**ROWS**
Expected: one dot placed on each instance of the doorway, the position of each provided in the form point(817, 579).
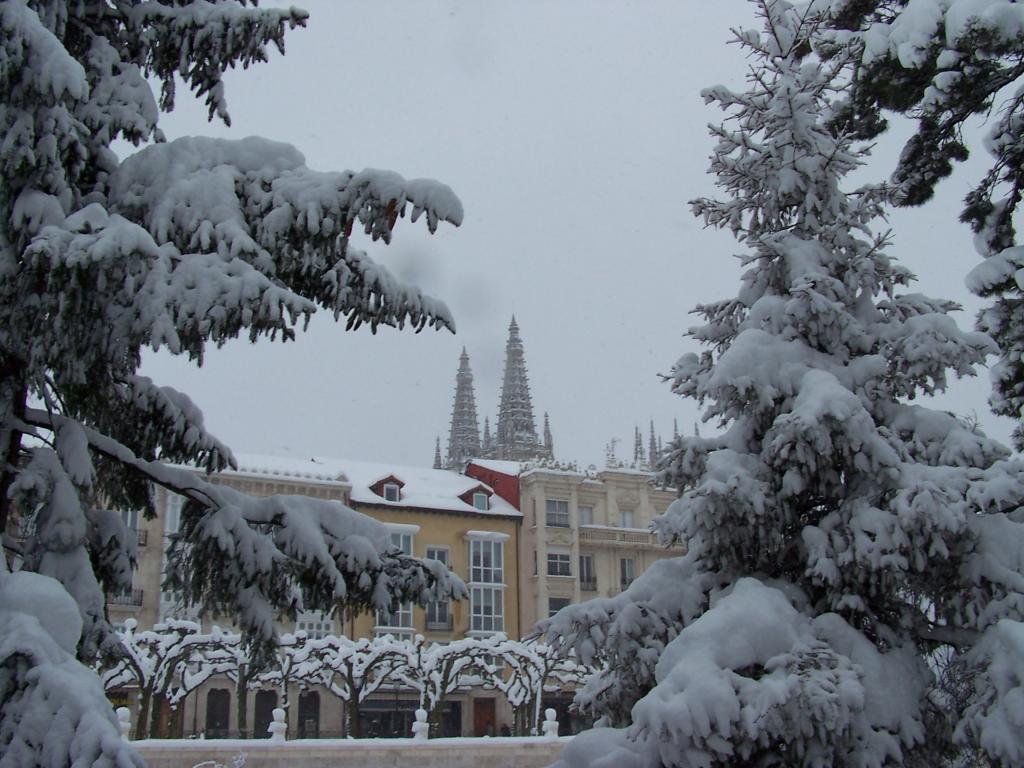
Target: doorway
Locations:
==
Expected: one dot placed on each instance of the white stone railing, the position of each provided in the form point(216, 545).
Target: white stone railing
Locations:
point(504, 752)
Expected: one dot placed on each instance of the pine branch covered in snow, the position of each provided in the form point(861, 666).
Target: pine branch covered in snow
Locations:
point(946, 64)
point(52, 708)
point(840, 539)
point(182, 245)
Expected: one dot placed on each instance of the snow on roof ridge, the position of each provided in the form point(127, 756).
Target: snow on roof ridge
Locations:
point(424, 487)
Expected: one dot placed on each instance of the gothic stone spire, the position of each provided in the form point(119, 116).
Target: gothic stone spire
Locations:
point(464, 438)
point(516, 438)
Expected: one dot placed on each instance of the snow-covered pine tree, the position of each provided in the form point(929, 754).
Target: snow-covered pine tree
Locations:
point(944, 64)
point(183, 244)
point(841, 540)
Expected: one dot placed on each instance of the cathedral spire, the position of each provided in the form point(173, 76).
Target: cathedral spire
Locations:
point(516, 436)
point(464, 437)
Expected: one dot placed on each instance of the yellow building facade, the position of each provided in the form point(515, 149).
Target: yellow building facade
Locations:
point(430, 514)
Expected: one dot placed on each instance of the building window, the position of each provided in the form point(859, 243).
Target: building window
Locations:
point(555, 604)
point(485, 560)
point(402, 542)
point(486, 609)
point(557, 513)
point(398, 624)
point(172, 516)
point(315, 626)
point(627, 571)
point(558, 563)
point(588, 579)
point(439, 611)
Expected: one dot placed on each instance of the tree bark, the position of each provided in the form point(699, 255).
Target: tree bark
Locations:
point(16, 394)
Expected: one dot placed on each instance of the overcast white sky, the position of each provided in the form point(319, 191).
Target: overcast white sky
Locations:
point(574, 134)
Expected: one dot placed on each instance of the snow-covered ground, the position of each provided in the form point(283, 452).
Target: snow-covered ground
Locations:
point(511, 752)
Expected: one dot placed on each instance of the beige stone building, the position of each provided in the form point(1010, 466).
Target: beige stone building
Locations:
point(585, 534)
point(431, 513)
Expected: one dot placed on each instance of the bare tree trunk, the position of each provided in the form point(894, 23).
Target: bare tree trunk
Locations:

**AIM**
Convert the lines of the entries above, beginning with the line containing "Expected: one dot placed on each instance of the tree" and continuing through the line containing "point(511, 752)", both included, into a JSON list of strings with one string per line. Omit blank lines and include no other lines.

**THE SOLUTION**
[
  "Expected: one dot placed on each instance of the tree bark, the position of each provided in the form point(699, 255).",
  "Target: tree bark",
  "Locations:",
  "point(16, 394)",
  "Expected: one dot placed on each instance of the overcast white sky, the position of each provided in the form point(319, 191).",
  "Target: overcast white sky",
  "Locations:",
  "point(574, 134)",
  "Expected: one dot placed on each instance of the snow-covered ground, the position of each provided in the form point(283, 452).",
  "Target: snow-covered ground",
  "Locations:",
  "point(511, 752)"
]